» **Task objective**
Place the lines below into a Markdown table with two columns, Row and Line, giving each row a number and omitting any blank lines. Leave the pictures out of the answer.
=====
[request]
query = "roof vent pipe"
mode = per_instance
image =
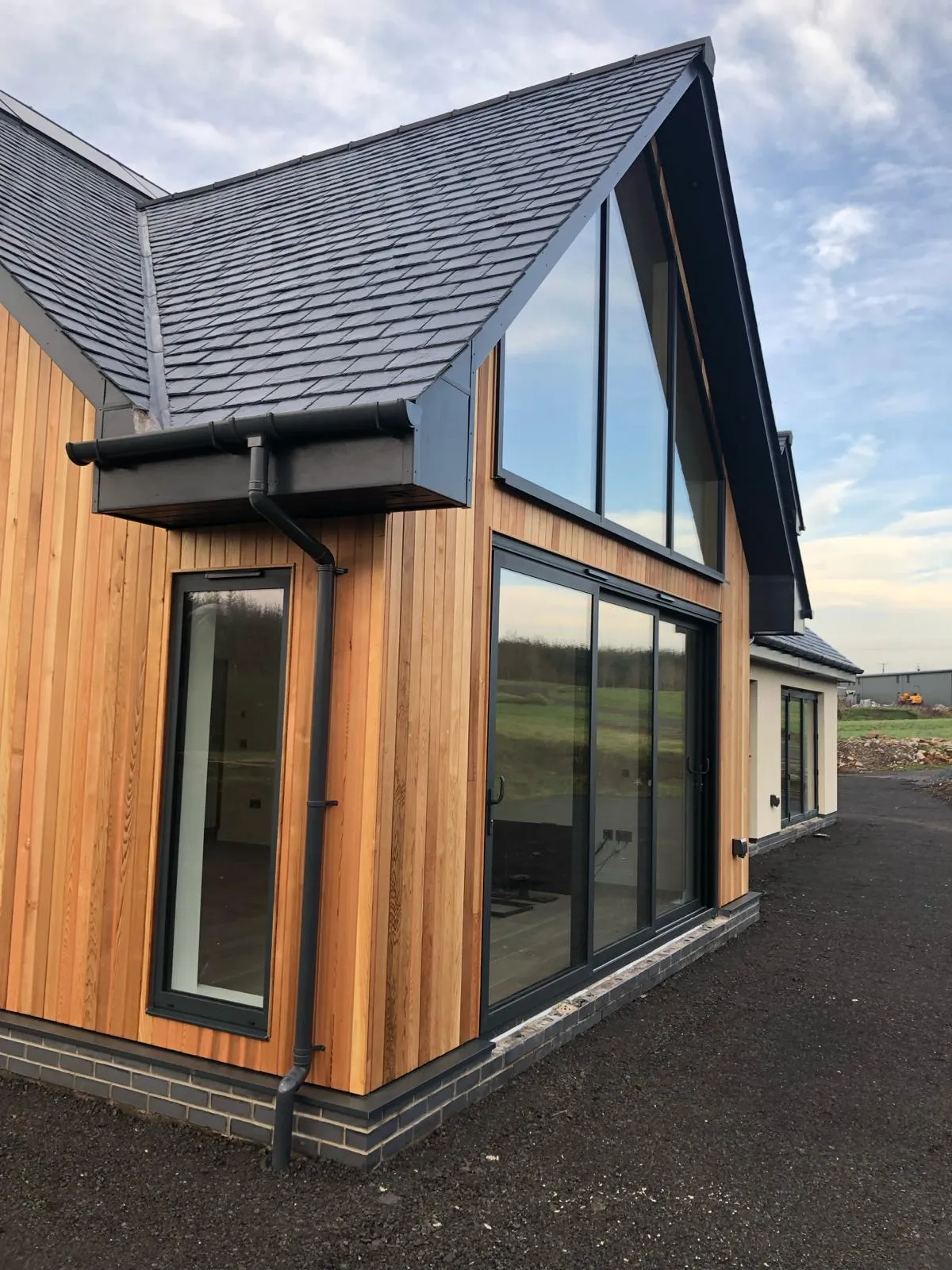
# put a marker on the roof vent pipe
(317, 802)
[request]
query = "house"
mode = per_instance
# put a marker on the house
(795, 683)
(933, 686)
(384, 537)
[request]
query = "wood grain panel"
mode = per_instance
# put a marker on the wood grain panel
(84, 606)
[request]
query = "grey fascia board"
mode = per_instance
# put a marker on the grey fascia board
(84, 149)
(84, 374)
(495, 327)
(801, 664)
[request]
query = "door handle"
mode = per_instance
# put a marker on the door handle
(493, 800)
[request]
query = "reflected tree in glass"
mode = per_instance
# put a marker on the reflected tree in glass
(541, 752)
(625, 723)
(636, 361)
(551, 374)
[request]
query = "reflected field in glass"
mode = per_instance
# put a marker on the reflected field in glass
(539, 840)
=====
» **Answer for this exercise**
| Row | Line |
|---|---|
| 1 | [request] |
| 2 | query = "roof vent pipe" |
| 3 | mode = per_instance |
| 4 | image = |
| 5 | # put a marker on the roof vent pipe |
| 6 | (317, 802) |
| 7 | [request] |
| 8 | query = "house" |
| 9 | mode = per_instance |
| 10 | # put a marker on the house |
| 11 | (795, 683) |
| 12 | (933, 686) |
| 13 | (384, 537) |
| 14 | [request] |
| 15 | query = "wood grain panel" |
| 16 | mode = per_instance |
| 17 | # put a marker on the wood grain panel |
| 18 | (84, 606) |
| 19 | [request] |
| 20 | query = "grey fascia board" |
| 21 | mode = per_instance |
| 22 | # put a marker on the grey fascia board |
| 23 | (84, 149) |
| 24 | (84, 374) |
| 25 | (495, 327) |
| 26 | (801, 664) |
| 27 | [request] |
| 28 | query = "door handle" |
| 29 | mode = per_instance |
| 30 | # put a marker on the door handle |
| 31 | (493, 800) |
| 32 | [request] |
| 33 | query = "reflected tree in glass" |
| 34 | mode = per_instance |
| 35 | # put a marker on the reflected tree in glass |
| 36 | (541, 752) |
| 37 | (625, 723) |
| 38 | (636, 361) |
| 39 | (551, 374) |
| 40 | [request] |
| 41 | query = "reflected field in glass" |
| 42 | mode = per_instance |
| 43 | # put a marker on the reflected field in glass |
| 44 | (539, 840) |